— START Exercise materials —
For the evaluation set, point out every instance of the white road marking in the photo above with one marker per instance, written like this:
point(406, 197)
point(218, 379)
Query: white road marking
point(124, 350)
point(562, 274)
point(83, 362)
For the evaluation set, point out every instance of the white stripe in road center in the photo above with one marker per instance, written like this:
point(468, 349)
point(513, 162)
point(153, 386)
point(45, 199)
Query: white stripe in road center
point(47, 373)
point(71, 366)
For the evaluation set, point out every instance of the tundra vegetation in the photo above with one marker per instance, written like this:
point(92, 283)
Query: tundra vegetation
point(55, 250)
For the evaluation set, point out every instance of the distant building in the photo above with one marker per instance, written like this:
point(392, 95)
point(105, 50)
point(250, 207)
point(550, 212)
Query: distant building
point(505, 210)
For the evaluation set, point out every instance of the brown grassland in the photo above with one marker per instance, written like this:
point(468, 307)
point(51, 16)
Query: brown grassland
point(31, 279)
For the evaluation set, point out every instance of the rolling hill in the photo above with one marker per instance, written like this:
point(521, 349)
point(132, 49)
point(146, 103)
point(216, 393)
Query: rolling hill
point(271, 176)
— END Exercise materials —
— START Exercise materials —
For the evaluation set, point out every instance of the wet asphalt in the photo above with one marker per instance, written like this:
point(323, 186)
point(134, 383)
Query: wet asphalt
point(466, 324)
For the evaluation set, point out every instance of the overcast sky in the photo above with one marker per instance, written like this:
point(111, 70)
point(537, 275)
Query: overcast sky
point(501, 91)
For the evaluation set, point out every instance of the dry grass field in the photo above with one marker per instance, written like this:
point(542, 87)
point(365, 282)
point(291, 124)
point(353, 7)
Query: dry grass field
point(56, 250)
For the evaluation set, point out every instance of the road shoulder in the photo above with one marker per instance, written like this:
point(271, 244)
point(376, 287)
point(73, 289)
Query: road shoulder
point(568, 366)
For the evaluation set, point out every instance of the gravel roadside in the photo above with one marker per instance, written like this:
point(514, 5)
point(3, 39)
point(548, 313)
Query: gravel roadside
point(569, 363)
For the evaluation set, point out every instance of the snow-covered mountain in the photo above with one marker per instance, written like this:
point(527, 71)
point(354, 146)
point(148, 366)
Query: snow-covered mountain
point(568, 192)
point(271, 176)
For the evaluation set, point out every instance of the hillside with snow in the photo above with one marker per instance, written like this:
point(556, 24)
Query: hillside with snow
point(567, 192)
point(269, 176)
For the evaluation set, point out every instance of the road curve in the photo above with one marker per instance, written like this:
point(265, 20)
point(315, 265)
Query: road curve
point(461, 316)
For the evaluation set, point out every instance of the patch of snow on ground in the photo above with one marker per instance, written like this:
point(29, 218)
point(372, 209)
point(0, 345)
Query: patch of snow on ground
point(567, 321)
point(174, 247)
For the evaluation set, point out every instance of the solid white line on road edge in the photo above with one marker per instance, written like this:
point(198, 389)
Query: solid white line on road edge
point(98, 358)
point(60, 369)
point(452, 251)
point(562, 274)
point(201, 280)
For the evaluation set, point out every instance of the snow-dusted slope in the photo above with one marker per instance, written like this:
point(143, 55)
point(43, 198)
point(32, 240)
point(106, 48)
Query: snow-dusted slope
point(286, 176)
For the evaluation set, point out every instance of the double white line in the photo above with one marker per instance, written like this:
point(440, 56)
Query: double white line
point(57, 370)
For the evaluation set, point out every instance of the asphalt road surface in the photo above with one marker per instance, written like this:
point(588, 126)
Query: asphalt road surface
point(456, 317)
— END Exercise materials —
[Task objective] Could you lay out the lines as a JSON list of strings, one per line with blank lines skipped, starting with the line that has "For the evaluation set, point out every instance of the asphalt" and running through the line that has "point(456, 317)", with both of those lines included?

[Solution]
[
  "For the evaluation set, point out every instance of the asphalt road surface in the photo above with one marker per instance, written like this:",
  "point(588, 126)",
  "Query: asphalt road surface",
  "point(456, 317)"
]